■ Your assignment:
If a line below contains the string "shirt", return that line.

■ Exercise inputs:
--

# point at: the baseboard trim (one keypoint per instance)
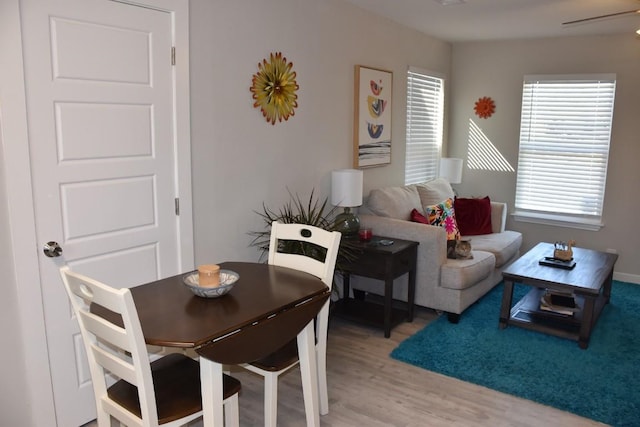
(624, 277)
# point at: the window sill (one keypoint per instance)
(558, 220)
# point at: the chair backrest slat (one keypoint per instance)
(107, 331)
(306, 234)
(115, 364)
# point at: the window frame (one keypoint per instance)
(571, 137)
(433, 137)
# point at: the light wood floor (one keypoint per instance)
(368, 388)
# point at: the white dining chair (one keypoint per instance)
(299, 246)
(164, 392)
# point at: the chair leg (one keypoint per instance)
(309, 373)
(103, 418)
(321, 358)
(322, 380)
(271, 400)
(231, 412)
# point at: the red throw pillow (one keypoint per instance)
(473, 216)
(416, 216)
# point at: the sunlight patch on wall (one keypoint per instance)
(482, 154)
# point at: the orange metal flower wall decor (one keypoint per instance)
(274, 88)
(485, 107)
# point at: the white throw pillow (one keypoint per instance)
(394, 202)
(435, 191)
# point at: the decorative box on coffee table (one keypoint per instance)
(379, 260)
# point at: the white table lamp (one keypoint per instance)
(346, 192)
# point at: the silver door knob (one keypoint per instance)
(52, 249)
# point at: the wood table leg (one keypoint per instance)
(309, 372)
(388, 301)
(587, 321)
(411, 297)
(505, 309)
(212, 393)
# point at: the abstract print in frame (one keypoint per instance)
(372, 117)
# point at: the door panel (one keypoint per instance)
(101, 113)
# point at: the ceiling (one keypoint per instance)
(473, 20)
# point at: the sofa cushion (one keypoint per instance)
(473, 215)
(394, 202)
(503, 246)
(465, 273)
(416, 216)
(443, 215)
(435, 191)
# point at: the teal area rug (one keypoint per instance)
(599, 383)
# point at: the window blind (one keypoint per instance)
(564, 145)
(425, 116)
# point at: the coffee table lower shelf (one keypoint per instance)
(527, 314)
(366, 312)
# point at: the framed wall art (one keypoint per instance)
(372, 117)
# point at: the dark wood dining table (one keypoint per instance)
(267, 307)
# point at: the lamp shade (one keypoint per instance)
(451, 169)
(346, 187)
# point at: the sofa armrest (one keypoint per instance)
(498, 216)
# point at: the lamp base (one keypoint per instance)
(347, 223)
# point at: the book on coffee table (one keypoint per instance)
(558, 303)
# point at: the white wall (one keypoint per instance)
(15, 406)
(240, 160)
(496, 69)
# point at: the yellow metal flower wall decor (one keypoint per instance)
(274, 88)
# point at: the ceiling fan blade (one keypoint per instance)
(593, 18)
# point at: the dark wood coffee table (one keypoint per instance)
(589, 281)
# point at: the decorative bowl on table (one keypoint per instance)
(228, 280)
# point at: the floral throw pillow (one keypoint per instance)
(444, 215)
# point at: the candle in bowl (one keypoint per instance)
(209, 275)
(365, 234)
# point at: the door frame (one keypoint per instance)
(22, 241)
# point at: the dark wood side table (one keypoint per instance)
(382, 262)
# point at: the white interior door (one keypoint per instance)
(101, 117)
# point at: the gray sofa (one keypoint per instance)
(447, 285)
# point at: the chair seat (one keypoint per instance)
(176, 381)
(279, 359)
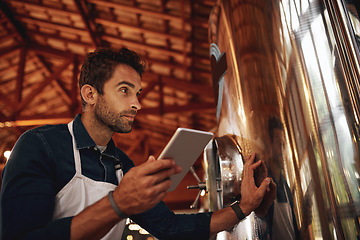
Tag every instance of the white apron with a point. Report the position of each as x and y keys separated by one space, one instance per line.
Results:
x=81 y=192
x=283 y=227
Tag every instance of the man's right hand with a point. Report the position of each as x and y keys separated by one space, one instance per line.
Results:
x=252 y=195
x=145 y=185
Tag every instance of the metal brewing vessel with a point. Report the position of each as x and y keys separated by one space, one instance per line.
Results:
x=286 y=84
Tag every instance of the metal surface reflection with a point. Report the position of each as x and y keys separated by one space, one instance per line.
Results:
x=286 y=80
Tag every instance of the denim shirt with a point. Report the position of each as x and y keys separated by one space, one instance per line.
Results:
x=42 y=163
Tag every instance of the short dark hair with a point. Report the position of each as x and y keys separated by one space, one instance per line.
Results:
x=100 y=65
x=274 y=123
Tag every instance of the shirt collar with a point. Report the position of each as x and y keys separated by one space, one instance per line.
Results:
x=83 y=139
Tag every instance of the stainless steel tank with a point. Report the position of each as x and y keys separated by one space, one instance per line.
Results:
x=286 y=81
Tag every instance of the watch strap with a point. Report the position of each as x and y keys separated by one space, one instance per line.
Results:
x=115 y=207
x=239 y=213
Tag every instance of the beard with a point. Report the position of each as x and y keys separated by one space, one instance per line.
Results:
x=114 y=121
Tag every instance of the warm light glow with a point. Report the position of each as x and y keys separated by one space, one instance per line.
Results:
x=7 y=154
x=143 y=232
x=134 y=227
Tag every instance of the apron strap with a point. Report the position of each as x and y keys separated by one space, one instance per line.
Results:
x=76 y=151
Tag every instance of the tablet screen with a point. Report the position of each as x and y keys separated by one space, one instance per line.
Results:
x=185 y=147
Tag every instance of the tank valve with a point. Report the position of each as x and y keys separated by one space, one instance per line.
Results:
x=201 y=186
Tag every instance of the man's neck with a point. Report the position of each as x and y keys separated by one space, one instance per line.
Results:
x=97 y=132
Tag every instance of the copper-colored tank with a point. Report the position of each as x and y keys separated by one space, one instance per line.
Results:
x=286 y=81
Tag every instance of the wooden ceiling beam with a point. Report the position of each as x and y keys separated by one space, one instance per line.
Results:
x=20 y=75
x=186 y=86
x=4 y=52
x=53 y=26
x=57 y=37
x=50 y=52
x=34 y=122
x=136 y=10
x=148 y=89
x=138 y=29
x=5 y=10
x=142 y=47
x=64 y=94
x=31 y=6
x=43 y=84
x=87 y=21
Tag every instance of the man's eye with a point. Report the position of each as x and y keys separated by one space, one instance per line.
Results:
x=124 y=90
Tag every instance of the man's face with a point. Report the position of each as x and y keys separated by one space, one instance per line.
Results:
x=117 y=106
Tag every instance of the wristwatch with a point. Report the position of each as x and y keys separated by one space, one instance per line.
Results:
x=239 y=213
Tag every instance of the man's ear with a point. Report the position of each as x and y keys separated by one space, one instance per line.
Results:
x=89 y=94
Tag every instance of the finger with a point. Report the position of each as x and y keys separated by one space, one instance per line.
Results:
x=151 y=167
x=250 y=159
x=264 y=186
x=151 y=158
x=162 y=175
x=256 y=164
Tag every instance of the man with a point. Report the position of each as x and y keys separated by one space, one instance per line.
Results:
x=71 y=182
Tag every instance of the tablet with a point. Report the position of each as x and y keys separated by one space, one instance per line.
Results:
x=185 y=147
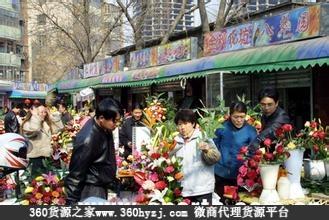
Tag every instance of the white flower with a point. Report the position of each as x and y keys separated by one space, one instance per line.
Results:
x=148 y=185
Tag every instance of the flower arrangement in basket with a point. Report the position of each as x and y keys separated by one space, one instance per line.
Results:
x=157 y=174
x=315 y=138
x=44 y=190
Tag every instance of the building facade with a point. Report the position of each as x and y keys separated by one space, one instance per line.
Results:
x=11 y=41
x=161 y=14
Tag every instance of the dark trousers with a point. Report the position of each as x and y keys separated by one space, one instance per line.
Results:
x=37 y=166
x=220 y=183
x=93 y=191
x=200 y=198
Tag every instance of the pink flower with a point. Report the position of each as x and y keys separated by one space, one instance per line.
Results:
x=243 y=149
x=252 y=174
x=160 y=185
x=267 y=142
x=154 y=177
x=169 y=169
x=148 y=185
x=250 y=183
x=140 y=198
x=243 y=170
x=240 y=181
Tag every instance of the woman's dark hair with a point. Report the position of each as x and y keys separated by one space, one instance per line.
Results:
x=109 y=108
x=270 y=93
x=238 y=107
x=137 y=105
x=185 y=115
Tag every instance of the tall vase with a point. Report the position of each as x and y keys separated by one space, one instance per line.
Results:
x=314 y=169
x=269 y=176
x=294 y=166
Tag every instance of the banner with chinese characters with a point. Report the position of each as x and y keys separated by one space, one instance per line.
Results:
x=293 y=25
x=109 y=65
x=32 y=86
x=143 y=58
x=234 y=38
x=177 y=51
x=180 y=50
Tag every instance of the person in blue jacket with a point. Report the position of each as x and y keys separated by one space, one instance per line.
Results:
x=234 y=134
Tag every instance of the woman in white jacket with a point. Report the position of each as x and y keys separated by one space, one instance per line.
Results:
x=198 y=156
x=38 y=127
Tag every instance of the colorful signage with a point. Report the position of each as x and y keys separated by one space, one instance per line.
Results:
x=297 y=24
x=143 y=58
x=164 y=54
x=33 y=86
x=109 y=65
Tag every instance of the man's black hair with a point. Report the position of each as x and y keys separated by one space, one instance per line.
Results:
x=269 y=92
x=109 y=108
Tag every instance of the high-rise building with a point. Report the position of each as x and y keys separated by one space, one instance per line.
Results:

--

■ Finished exercise:
Tag every instance of the denim shirt with a point. Report the position of each as x and y keys separated by one space, one instance per line.
Tag every instance of the shirt collar with a point. Report the position of each as x and y keys separated by one space, one instance per line.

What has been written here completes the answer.